Text provided:
Tuesday, May 9, 2017

The First Twenty-Four Hours
Reviewed by Jane M. Ekstam


The First Twenty-Four Hours

by A.H. Bolitho
CreateSpace Independent Publishing Platform, 2014

Arthur Bolitho's The First Twenty-Four Hours is written as a novel but is based on actual experiences and events. It was written just ten years after World War One. Bolitho hoped to find a publisher for his novel but was unsuccessful (his grandson, Mark Bolitho, who has edited The First Twenty-Four Hours, believed that this was because people were tired of reminiscences on the war). The manuscript was passed on to Bolitho's son, and then to Mark Bolitho.

Pvt. Arthur Bolitho
Who was Arthur Bolitho? A short biography is provided at the beginning of The First Twenty-Four Hours, in which it states that Bolitho joined the 2/5th Royal West Kents in June 1915, at the age of 20. He was wounded in October 1917, served in a Pioneer Company in the Ypres Salient and continued to serve as a private until the end of the War. Bolitho died on 25 August 1988, at the age of 93. As its title suggests, the novel condenses the first 24 hours of Bolitho's experiences at the front. In his foreword, he argues that it was during the first 24 hours that soldiers learned what war was actually about. War changes soldiers "in mind, body and speech" (p.12), he writes—a process that starts on the very first day.

Exercise requirements:
(1) List every person named in the book review, giving each person once.
(2) According to the book review, in what month and year did Arthur Bolitho join the 2/5th Royal West Kents, and at what age?

Information provided:
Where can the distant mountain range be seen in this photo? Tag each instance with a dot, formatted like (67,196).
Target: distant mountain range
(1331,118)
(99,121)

Solution list:
(1) Jane M. Ekstam, Arthur (A.H.) Bolitho, Mark Bolitho

(2) He joined in June 1915, at the age of 20.